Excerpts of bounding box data
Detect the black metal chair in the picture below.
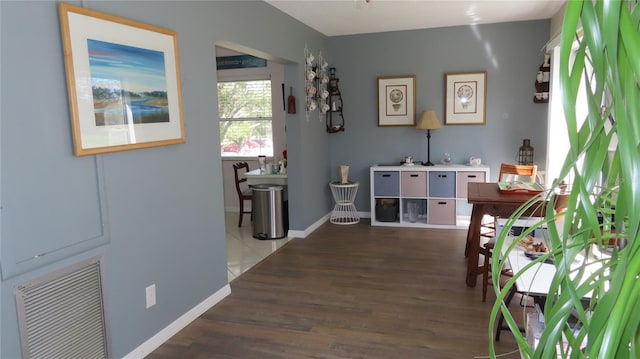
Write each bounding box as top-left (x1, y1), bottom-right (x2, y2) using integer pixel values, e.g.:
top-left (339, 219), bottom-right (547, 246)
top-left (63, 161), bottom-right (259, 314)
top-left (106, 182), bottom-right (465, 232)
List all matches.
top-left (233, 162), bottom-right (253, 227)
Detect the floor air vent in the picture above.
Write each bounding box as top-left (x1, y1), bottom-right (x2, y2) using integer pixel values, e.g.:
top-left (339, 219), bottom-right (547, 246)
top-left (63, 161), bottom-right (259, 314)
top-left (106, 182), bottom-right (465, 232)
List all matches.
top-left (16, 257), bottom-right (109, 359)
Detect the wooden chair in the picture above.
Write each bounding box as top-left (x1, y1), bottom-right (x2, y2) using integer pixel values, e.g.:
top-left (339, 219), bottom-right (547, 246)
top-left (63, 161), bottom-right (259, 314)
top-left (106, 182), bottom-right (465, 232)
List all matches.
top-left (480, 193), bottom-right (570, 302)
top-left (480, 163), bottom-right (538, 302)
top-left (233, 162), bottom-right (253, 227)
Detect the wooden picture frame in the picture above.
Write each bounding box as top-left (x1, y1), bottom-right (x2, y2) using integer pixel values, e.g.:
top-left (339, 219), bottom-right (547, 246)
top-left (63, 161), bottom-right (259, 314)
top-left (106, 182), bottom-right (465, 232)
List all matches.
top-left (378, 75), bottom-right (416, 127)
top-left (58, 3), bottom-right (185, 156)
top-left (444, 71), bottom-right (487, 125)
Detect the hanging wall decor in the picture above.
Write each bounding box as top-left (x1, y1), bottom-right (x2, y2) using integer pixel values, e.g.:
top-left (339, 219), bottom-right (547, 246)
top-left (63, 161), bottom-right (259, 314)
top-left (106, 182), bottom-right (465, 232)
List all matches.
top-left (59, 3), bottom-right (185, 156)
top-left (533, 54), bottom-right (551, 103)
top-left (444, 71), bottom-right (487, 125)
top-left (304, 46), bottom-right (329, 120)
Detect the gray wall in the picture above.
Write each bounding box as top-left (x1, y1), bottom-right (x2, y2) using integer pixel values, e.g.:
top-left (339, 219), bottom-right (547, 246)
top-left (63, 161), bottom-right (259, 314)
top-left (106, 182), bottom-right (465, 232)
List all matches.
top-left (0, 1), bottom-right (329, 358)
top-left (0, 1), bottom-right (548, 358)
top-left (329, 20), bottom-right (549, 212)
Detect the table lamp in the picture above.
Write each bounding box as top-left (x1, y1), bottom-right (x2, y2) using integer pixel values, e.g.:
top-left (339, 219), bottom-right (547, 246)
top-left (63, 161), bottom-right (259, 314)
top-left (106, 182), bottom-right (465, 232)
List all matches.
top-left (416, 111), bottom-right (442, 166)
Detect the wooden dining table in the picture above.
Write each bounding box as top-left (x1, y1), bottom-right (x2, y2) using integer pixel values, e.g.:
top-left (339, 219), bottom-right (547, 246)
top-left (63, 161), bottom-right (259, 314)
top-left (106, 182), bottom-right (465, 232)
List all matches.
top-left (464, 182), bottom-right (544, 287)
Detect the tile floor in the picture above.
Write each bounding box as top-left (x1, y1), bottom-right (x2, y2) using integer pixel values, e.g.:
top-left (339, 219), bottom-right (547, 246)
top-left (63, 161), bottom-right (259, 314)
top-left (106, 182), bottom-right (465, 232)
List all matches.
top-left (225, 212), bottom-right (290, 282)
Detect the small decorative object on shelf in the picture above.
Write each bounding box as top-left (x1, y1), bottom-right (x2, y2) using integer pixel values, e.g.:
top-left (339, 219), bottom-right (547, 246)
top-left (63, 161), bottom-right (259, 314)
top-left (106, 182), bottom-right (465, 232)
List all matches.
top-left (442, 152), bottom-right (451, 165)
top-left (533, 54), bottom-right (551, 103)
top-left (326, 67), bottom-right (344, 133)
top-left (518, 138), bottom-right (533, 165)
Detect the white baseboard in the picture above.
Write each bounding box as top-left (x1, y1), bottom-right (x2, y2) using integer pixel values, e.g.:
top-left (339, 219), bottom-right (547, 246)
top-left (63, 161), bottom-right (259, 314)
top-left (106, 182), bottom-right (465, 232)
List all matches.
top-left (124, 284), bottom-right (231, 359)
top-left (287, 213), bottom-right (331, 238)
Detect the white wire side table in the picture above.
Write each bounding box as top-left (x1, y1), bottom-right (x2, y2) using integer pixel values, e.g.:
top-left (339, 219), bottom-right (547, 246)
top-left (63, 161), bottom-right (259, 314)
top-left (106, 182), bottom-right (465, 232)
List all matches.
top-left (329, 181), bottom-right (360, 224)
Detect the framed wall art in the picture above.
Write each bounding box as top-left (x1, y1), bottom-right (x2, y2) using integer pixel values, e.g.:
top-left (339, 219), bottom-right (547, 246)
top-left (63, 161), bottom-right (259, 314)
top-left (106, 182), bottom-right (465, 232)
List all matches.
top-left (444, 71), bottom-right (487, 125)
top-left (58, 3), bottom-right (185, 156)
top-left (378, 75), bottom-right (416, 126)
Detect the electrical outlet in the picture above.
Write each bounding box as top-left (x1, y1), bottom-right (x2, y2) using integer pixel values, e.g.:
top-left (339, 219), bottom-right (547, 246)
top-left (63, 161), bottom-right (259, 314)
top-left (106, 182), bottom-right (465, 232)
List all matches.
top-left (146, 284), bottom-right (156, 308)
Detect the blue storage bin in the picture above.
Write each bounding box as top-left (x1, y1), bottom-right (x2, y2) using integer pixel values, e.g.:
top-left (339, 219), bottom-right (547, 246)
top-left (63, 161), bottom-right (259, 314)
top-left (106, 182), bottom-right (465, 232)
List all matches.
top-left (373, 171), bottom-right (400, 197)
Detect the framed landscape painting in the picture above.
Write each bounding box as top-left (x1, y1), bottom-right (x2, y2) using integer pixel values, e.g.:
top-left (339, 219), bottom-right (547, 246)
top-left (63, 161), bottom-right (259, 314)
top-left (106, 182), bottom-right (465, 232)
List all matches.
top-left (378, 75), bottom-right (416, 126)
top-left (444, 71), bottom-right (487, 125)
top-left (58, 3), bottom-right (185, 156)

## Task requirements
Revise the data above so that "List all matches" becomes "Return every match" everywhere, with everything else kept the same. Leave the pictures out of your answer.

## Finished exercise
Detect the black metal chair in the picture below.
Write each bounding box as top-left (x1, y1), bottom-right (x2, y2) using integer pixel values, e.g.:
top-left (339, 219), bottom-right (547, 246)
top-left (63, 161), bottom-right (259, 314)
top-left (106, 182), bottom-right (465, 232)
Return every match.
top-left (233, 162), bottom-right (253, 227)
Detect the floor air vent in the picture above.
Write each bounding box as top-left (x1, y1), bottom-right (x2, y2) using integer pixel values, e.g.:
top-left (339, 219), bottom-right (547, 246)
top-left (63, 161), bottom-right (259, 314)
top-left (106, 182), bottom-right (465, 232)
Return every match.
top-left (16, 257), bottom-right (109, 359)
Detect the wooden chair in the picture above.
Write each bounding box as top-left (x1, y1), bottom-right (x2, y2) using integer pixel values, e.g.:
top-left (339, 219), bottom-right (547, 246)
top-left (63, 161), bottom-right (259, 314)
top-left (106, 182), bottom-right (465, 232)
Return every match.
top-left (480, 193), bottom-right (570, 302)
top-left (480, 163), bottom-right (538, 302)
top-left (233, 162), bottom-right (253, 227)
Detect the wooden picture frame in the picture above.
Write each bounding box as top-left (x1, y1), bottom-right (x2, y2) using integer pixel values, e.g.:
top-left (339, 219), bottom-right (547, 246)
top-left (63, 161), bottom-right (259, 314)
top-left (106, 182), bottom-right (465, 232)
Return every match.
top-left (378, 75), bottom-right (416, 127)
top-left (58, 3), bottom-right (185, 156)
top-left (444, 71), bottom-right (487, 125)
Detect the hanging wall decor in the picture above.
Write each bounding box as top-left (x1, y1), bottom-right (x2, y2) using integer pixel values, e.g.:
top-left (339, 219), bottom-right (547, 246)
top-left (63, 161), bottom-right (259, 314)
top-left (106, 182), bottom-right (465, 232)
Return every match.
top-left (59, 3), bottom-right (185, 156)
top-left (533, 54), bottom-right (551, 103)
top-left (444, 71), bottom-right (487, 125)
top-left (304, 46), bottom-right (329, 120)
Detect the gray wall in the picture above.
Write each bounding box as top-left (x1, y1), bottom-right (x2, y2) using integer pixel values, e.g.:
top-left (339, 219), bottom-right (547, 246)
top-left (63, 161), bottom-right (259, 314)
top-left (106, 182), bottom-right (465, 232)
Return every match.
top-left (0, 1), bottom-right (329, 358)
top-left (0, 1), bottom-right (548, 358)
top-left (329, 20), bottom-right (549, 212)
Detect the table lamp in the picture above.
Write each bounding box as top-left (x1, y1), bottom-right (x2, y2) using integer pixel values, e.g.:
top-left (339, 219), bottom-right (547, 246)
top-left (63, 161), bottom-right (259, 314)
top-left (106, 182), bottom-right (465, 232)
Return every match.
top-left (416, 111), bottom-right (442, 166)
Detect the wooden dining table in the picture above.
Write each bounding box as top-left (x1, y1), bottom-right (x2, y2) using integer pixel values, e.g.:
top-left (339, 219), bottom-right (547, 246)
top-left (63, 161), bottom-right (259, 314)
top-left (106, 182), bottom-right (465, 232)
Return every match.
top-left (464, 182), bottom-right (544, 287)
Detect the tile floor in the picture above.
Write each bounding box as top-left (x1, y1), bottom-right (x2, y2) using integer pixel values, e.g.:
top-left (339, 219), bottom-right (547, 246)
top-left (63, 161), bottom-right (259, 314)
top-left (106, 182), bottom-right (465, 232)
Return every match.
top-left (225, 212), bottom-right (290, 282)
Detect the small decorative object on shelf in the picture above.
Write each bounding box as top-left (x1, y1), bottom-right (x2, y2) using integer pixel values, e.g.:
top-left (339, 219), bottom-right (547, 246)
top-left (63, 161), bottom-right (259, 314)
top-left (106, 182), bottom-right (465, 232)
Return every match.
top-left (442, 152), bottom-right (451, 165)
top-left (533, 54), bottom-right (551, 103)
top-left (326, 67), bottom-right (344, 133)
top-left (518, 138), bottom-right (533, 165)
Detect the white baseboard in the picture above.
Write each bounding box as top-left (x1, y1), bottom-right (x2, y2) using integer pixel values, e.g.:
top-left (339, 219), bottom-right (547, 246)
top-left (63, 161), bottom-right (259, 314)
top-left (106, 182), bottom-right (465, 232)
Return every match.
top-left (124, 284), bottom-right (231, 359)
top-left (287, 213), bottom-right (331, 238)
Detect the white wire side table in the picture above.
Write each bounding box as top-left (x1, y1), bottom-right (x2, y2) using integer pixel values, e.g.:
top-left (339, 219), bottom-right (547, 246)
top-left (63, 161), bottom-right (259, 314)
top-left (106, 182), bottom-right (465, 232)
Return every match.
top-left (329, 181), bottom-right (360, 224)
Detect the framed wall art in the picture above.
Write each bounding box as top-left (x1, y1), bottom-right (x2, y2) using integer pixel values, e.g.:
top-left (339, 219), bottom-right (547, 246)
top-left (63, 161), bottom-right (259, 314)
top-left (106, 182), bottom-right (465, 232)
Return every match.
top-left (444, 71), bottom-right (487, 125)
top-left (58, 3), bottom-right (185, 156)
top-left (378, 75), bottom-right (416, 126)
Detect the electrical outlet in the picture above.
Write each bounding box as top-left (x1, y1), bottom-right (x2, y2) using integer pixel values, e.g.:
top-left (339, 219), bottom-right (547, 246)
top-left (63, 161), bottom-right (259, 314)
top-left (106, 182), bottom-right (465, 232)
Return every match.
top-left (146, 284), bottom-right (156, 308)
Detect the blue storage bin in the picture above.
Write each bounding box as top-left (x1, y1), bottom-right (x2, y2) using integer pixel values, e.g.:
top-left (339, 219), bottom-right (547, 246)
top-left (63, 161), bottom-right (259, 314)
top-left (106, 182), bottom-right (465, 232)
Return every match.
top-left (373, 171), bottom-right (400, 197)
Detect the framed landscape painting in the picture above.
Write each bounding box as top-left (x1, y1), bottom-right (x2, y2) using integer pixel values, e.g.:
top-left (339, 219), bottom-right (547, 246)
top-left (63, 161), bottom-right (259, 314)
top-left (106, 182), bottom-right (465, 232)
Return every match.
top-left (378, 75), bottom-right (416, 126)
top-left (444, 71), bottom-right (487, 125)
top-left (58, 3), bottom-right (185, 156)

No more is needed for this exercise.